-------- LISTED ENTRIES

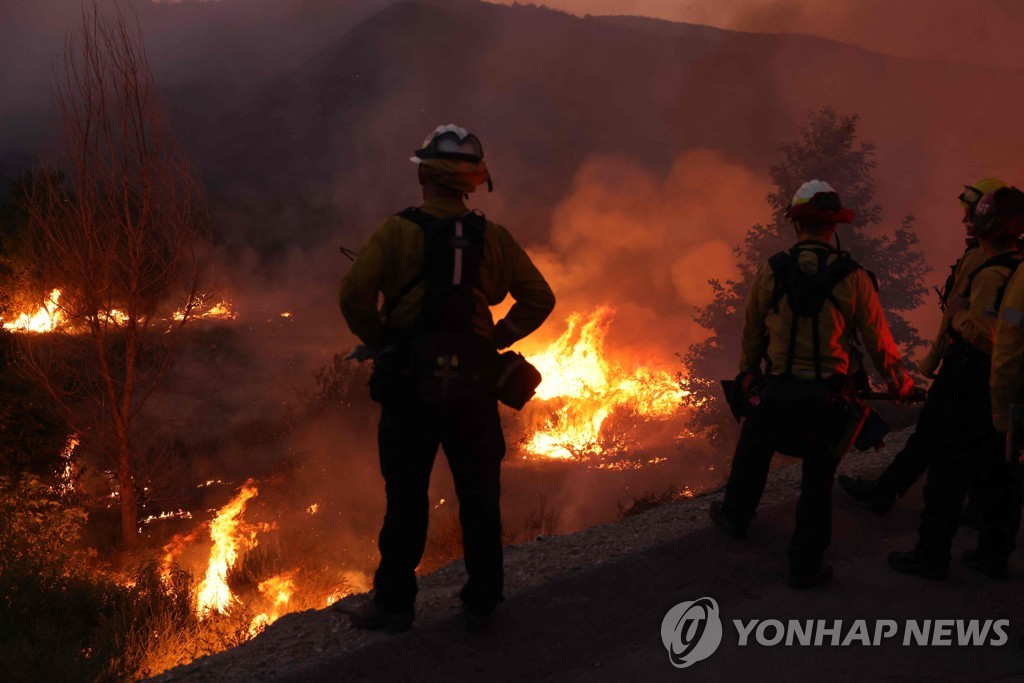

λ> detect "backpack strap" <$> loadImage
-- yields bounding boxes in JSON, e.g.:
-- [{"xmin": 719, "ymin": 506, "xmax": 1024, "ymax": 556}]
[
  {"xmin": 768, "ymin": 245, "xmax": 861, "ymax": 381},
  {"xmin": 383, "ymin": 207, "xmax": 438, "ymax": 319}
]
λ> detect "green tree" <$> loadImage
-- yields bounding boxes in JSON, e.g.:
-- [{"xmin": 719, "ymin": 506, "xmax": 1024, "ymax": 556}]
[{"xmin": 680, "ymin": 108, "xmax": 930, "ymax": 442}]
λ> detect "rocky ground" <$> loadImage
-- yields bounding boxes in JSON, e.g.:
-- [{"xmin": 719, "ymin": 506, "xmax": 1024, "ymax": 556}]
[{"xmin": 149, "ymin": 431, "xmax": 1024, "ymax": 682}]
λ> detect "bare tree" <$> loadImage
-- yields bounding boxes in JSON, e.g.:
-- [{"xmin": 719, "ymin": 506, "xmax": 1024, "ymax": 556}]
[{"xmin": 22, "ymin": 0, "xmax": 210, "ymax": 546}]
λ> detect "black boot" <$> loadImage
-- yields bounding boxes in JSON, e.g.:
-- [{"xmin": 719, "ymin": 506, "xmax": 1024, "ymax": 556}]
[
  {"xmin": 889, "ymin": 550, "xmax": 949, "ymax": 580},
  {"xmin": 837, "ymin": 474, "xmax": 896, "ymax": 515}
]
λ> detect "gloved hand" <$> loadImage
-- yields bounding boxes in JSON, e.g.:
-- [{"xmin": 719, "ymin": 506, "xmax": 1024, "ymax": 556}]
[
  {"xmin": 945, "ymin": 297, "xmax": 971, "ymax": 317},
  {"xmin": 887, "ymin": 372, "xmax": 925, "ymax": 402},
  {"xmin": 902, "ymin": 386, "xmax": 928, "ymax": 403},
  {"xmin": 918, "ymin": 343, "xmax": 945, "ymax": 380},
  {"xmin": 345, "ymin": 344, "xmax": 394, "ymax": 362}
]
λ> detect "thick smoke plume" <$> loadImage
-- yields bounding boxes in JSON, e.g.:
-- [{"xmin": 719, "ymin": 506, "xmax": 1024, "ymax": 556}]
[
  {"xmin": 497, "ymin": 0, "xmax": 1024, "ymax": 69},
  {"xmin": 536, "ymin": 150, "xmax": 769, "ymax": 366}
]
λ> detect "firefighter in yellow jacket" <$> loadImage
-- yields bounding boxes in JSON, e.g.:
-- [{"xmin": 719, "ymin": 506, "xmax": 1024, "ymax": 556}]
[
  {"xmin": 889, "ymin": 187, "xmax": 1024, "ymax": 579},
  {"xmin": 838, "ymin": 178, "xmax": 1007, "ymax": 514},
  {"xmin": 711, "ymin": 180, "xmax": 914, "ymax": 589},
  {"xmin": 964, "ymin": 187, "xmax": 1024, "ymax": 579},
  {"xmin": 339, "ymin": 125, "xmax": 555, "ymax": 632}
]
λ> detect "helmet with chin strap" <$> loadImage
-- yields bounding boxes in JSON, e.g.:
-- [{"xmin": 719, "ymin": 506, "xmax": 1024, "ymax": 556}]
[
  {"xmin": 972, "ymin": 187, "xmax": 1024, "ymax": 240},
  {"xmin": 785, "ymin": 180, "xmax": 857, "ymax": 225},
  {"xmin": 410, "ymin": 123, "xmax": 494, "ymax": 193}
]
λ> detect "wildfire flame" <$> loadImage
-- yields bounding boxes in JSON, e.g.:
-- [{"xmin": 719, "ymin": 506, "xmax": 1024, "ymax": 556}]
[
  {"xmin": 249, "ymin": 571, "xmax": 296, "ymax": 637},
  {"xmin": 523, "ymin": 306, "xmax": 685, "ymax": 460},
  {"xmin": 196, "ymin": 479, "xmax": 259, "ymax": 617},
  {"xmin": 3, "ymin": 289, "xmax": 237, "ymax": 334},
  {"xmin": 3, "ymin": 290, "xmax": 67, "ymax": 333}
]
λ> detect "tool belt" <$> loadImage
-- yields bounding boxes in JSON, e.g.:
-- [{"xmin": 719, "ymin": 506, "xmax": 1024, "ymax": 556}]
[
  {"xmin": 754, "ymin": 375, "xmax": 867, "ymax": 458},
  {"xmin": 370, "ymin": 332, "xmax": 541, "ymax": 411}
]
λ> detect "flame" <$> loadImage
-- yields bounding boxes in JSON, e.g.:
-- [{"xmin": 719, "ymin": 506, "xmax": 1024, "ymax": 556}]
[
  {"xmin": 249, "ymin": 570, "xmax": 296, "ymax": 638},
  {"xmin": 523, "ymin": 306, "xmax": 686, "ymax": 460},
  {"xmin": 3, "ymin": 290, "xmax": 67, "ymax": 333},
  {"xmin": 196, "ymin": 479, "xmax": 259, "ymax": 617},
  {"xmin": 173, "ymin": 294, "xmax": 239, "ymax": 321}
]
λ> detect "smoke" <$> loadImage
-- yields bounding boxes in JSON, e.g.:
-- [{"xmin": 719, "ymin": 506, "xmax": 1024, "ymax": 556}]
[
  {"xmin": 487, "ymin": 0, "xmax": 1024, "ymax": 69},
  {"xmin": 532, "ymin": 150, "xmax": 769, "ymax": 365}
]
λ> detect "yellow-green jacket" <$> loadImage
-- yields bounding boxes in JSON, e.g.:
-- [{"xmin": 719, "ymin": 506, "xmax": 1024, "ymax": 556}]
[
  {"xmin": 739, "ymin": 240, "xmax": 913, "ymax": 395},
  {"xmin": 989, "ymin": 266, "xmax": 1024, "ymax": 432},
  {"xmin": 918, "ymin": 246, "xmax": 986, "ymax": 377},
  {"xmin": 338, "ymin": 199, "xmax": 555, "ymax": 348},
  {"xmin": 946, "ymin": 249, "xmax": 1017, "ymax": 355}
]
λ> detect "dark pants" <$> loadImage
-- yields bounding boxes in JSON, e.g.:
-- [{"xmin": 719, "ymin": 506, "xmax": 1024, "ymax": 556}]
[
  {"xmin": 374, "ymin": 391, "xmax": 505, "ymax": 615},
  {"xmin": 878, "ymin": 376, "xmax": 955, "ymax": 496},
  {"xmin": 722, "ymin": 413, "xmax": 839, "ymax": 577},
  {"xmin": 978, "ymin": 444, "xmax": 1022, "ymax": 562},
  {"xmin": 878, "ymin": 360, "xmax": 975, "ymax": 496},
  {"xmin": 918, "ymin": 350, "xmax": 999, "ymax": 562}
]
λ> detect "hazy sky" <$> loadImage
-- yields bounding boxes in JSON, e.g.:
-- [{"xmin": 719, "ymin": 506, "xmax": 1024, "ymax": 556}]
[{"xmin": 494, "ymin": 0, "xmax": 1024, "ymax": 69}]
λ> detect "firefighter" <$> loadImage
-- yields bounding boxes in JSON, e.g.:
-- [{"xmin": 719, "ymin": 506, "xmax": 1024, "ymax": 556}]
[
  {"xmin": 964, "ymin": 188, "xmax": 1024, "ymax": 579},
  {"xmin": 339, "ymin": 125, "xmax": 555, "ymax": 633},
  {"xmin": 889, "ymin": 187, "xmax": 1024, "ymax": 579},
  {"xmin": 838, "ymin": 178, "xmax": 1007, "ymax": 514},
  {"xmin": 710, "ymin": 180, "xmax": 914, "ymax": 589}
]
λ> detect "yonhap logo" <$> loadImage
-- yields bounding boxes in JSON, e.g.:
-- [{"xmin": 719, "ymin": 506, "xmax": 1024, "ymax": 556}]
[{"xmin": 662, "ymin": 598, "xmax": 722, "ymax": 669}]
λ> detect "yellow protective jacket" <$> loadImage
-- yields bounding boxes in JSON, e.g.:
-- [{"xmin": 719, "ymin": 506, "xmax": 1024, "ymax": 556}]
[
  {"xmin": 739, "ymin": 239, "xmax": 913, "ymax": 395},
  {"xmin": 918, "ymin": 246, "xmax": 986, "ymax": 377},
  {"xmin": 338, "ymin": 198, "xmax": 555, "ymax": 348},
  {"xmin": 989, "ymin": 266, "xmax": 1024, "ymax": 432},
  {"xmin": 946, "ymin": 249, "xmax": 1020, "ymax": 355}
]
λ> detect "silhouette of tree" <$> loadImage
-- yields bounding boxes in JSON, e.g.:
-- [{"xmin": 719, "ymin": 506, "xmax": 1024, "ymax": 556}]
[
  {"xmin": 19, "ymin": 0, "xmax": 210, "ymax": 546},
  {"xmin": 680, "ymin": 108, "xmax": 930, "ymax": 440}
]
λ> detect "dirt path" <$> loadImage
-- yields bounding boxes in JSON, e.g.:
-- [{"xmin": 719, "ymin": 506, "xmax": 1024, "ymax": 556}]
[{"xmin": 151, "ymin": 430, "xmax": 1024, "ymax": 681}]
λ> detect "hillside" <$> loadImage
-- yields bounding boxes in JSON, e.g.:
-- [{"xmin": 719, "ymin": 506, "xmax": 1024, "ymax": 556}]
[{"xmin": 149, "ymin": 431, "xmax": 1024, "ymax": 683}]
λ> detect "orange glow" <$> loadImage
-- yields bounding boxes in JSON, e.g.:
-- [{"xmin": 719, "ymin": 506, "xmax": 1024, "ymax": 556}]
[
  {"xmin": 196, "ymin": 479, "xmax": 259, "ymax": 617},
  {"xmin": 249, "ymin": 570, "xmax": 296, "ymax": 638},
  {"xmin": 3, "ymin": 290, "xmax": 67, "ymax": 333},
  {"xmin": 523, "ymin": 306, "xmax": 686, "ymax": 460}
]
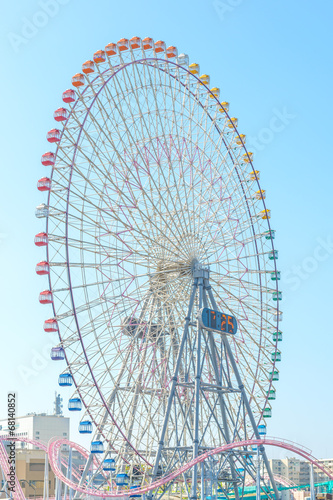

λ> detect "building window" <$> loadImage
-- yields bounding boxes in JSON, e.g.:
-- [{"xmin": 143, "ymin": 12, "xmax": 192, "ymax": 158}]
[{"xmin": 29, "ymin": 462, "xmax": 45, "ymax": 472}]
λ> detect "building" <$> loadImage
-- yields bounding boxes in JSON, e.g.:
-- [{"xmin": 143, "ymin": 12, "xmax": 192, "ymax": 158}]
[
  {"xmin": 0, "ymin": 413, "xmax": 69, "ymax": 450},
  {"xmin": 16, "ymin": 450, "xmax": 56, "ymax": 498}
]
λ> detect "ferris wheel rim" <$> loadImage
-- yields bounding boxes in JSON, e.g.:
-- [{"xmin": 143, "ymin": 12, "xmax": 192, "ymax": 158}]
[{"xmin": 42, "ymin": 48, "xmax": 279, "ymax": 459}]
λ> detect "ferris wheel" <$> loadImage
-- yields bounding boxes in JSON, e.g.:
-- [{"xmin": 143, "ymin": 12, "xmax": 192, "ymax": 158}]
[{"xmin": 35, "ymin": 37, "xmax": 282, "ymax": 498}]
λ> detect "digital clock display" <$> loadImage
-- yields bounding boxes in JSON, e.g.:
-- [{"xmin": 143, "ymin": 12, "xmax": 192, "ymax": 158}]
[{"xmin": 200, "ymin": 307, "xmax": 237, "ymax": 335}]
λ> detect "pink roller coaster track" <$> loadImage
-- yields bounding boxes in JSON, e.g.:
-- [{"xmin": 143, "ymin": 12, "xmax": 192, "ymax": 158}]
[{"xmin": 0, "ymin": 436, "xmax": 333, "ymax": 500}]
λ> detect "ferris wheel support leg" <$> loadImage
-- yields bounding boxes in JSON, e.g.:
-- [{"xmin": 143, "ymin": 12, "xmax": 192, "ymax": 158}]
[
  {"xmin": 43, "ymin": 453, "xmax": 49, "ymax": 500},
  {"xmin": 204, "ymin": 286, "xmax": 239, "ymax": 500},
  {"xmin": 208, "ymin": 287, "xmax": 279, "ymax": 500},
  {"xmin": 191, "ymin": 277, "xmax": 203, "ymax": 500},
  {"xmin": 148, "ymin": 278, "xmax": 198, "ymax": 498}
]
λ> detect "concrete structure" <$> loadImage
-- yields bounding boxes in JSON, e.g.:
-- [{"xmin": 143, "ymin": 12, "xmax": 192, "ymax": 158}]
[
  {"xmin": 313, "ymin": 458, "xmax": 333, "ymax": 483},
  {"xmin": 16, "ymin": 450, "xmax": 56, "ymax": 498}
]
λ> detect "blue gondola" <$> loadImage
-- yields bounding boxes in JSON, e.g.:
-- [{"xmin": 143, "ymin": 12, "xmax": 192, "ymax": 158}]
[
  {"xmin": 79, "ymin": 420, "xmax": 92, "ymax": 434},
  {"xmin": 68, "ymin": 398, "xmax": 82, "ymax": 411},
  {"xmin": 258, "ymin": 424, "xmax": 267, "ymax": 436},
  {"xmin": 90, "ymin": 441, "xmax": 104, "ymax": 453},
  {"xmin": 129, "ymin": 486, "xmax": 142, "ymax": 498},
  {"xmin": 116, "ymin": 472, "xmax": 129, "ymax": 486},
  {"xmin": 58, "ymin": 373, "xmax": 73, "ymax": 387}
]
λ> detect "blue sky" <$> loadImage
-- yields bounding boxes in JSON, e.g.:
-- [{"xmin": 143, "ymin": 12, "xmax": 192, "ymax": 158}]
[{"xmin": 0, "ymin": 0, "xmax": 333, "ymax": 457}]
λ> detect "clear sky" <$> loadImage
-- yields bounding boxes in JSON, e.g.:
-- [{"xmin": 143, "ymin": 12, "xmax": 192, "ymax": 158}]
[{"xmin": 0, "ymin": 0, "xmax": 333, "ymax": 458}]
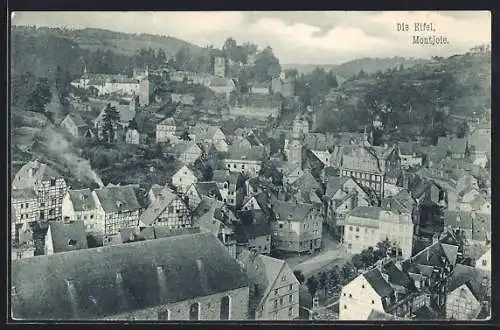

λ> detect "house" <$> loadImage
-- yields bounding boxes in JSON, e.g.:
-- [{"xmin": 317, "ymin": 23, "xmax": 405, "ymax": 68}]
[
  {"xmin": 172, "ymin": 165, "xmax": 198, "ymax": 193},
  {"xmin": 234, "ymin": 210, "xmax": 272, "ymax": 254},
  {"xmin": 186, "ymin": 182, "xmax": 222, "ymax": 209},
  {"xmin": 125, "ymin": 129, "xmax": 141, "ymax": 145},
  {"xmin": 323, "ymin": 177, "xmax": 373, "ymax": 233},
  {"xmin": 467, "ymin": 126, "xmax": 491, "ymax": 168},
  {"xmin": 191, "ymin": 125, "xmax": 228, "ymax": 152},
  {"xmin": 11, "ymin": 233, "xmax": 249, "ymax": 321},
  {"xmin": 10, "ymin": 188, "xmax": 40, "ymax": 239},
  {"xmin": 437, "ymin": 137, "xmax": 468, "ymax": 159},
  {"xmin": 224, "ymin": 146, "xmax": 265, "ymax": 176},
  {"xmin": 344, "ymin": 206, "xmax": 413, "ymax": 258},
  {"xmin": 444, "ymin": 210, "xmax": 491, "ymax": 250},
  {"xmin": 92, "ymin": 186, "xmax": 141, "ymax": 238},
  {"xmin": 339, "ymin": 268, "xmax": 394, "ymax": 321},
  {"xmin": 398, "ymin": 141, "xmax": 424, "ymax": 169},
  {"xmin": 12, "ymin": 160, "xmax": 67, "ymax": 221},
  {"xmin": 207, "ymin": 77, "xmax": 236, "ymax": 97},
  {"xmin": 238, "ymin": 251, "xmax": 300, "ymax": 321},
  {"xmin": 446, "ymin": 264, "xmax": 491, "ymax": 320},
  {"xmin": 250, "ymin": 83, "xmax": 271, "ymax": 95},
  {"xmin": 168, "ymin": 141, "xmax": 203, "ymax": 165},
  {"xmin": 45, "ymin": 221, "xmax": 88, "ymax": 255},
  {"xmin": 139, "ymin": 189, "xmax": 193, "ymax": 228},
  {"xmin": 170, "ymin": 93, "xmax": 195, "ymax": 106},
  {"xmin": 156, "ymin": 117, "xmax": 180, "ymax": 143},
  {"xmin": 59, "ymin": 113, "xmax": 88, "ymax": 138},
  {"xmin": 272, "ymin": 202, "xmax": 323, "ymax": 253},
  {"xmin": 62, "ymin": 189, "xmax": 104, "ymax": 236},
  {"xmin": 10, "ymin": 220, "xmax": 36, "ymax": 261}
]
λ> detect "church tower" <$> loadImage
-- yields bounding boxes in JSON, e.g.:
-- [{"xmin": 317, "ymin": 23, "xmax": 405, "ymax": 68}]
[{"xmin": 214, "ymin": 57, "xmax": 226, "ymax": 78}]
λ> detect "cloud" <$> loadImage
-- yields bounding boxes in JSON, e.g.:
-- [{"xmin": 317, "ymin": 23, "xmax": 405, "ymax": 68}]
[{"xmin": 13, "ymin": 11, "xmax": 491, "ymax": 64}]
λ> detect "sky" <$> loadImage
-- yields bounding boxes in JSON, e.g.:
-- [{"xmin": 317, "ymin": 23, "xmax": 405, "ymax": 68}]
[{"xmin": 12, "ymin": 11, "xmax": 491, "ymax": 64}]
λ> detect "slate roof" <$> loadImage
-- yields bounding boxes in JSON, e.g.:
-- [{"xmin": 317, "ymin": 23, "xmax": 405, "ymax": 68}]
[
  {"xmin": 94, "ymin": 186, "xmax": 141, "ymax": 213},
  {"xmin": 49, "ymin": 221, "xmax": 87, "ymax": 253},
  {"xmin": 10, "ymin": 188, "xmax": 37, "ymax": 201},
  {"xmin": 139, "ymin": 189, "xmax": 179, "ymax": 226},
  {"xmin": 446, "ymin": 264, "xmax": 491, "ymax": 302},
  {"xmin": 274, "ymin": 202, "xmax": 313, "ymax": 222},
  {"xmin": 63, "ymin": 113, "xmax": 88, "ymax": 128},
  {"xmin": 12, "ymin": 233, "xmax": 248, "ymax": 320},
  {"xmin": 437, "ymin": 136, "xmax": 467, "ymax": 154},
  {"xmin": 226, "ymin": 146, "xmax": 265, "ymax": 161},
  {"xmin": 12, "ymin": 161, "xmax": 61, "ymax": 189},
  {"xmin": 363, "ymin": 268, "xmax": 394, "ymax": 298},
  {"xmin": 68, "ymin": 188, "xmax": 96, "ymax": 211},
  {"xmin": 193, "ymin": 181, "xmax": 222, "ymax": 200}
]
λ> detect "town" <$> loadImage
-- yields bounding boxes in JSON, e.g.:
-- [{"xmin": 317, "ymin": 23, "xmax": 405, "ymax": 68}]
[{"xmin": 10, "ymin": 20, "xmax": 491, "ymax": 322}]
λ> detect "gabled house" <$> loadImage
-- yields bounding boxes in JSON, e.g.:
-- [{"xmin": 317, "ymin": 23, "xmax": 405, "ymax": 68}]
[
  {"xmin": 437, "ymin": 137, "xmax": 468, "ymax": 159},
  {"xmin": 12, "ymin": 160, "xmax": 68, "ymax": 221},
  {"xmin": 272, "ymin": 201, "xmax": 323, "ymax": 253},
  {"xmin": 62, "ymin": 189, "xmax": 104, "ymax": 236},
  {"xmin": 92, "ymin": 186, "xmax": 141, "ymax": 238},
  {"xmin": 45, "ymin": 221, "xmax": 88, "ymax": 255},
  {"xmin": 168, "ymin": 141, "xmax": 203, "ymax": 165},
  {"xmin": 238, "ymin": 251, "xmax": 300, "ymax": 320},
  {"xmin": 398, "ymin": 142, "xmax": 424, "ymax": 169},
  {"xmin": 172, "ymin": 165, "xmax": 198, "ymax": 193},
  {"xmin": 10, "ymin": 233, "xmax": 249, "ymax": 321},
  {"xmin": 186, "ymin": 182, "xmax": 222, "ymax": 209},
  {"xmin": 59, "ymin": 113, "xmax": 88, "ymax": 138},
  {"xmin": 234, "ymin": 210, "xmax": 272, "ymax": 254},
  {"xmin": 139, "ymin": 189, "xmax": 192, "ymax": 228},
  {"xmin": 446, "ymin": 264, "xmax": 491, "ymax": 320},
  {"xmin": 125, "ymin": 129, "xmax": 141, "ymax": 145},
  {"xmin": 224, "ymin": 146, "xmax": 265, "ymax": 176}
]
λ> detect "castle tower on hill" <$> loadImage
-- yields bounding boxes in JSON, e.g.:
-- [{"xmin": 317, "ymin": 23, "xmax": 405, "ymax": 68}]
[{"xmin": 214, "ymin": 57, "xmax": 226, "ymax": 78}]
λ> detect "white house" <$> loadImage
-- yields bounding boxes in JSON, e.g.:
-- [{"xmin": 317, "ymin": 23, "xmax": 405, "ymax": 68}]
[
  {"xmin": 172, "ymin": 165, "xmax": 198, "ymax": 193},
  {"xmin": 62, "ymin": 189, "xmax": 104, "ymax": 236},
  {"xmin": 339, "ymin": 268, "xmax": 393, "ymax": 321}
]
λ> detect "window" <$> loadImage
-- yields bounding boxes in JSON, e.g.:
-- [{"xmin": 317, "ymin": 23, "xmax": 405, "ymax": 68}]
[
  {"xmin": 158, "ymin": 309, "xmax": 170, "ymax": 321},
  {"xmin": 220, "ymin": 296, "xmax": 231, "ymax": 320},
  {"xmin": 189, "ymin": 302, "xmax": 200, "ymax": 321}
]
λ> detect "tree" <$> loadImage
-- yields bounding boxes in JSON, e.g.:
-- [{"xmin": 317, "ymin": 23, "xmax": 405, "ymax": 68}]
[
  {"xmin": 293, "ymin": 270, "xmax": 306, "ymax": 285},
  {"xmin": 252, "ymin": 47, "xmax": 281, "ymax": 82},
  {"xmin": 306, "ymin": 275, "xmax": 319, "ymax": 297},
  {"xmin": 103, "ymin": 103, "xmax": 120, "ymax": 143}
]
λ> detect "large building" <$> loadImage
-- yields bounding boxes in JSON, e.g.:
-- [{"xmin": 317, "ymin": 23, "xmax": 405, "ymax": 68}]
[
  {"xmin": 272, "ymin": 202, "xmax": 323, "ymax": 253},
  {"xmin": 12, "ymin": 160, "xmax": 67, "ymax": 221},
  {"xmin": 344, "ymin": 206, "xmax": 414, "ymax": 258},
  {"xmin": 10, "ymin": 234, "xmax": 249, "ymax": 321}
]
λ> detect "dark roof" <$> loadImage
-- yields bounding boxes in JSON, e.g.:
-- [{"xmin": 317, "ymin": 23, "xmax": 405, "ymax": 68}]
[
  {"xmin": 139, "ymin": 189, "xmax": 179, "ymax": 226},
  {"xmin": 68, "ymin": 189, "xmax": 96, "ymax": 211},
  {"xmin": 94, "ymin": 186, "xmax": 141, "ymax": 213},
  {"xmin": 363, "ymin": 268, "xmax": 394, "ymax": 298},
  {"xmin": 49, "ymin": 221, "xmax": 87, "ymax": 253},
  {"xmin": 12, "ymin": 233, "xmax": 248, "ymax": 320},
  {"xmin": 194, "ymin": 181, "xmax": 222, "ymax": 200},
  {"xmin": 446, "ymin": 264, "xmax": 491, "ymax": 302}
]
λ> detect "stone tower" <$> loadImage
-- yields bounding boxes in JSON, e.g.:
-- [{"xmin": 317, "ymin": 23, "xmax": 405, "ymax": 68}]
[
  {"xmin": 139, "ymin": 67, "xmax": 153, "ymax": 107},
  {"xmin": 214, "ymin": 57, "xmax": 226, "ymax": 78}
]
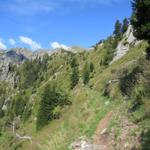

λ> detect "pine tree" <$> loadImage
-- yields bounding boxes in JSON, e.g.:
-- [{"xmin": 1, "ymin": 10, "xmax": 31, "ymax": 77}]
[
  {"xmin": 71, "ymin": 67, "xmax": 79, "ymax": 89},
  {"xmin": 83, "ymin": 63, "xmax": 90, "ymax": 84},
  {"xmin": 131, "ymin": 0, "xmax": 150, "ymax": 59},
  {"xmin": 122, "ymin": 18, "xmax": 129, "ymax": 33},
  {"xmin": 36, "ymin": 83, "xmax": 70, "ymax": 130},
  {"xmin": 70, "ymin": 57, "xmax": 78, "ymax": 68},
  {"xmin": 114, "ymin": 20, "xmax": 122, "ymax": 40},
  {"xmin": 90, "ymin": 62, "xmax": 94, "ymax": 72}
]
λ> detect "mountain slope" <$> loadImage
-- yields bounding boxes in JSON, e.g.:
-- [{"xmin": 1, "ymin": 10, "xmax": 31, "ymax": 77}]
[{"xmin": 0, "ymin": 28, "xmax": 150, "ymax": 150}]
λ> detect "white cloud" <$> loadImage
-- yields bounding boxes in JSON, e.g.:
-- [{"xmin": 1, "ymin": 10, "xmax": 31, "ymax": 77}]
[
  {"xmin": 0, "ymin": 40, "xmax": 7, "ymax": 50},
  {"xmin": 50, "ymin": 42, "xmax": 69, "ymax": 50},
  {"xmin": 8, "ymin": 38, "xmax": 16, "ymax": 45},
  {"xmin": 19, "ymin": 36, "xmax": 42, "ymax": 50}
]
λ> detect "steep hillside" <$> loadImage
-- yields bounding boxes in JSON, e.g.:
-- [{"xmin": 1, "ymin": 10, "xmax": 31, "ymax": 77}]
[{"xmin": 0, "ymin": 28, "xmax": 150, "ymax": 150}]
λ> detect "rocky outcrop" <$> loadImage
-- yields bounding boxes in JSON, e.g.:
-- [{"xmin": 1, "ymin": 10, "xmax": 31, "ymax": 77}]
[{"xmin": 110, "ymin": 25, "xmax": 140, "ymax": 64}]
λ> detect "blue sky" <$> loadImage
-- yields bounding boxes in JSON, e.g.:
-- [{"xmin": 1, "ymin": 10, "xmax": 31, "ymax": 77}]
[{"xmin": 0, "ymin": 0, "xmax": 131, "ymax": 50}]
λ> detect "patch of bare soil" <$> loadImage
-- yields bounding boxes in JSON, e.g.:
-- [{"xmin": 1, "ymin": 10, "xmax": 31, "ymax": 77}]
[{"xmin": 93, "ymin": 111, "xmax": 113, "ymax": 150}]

----------------

→ EXERCISE DIRECTIONS
List each line from the rows above that contains the string "cloud", copying every such line in full.

→ IN RESPONSE
λ> detect "cloud" <$> loadImage
λ> detect "white cloud" <$> loadImage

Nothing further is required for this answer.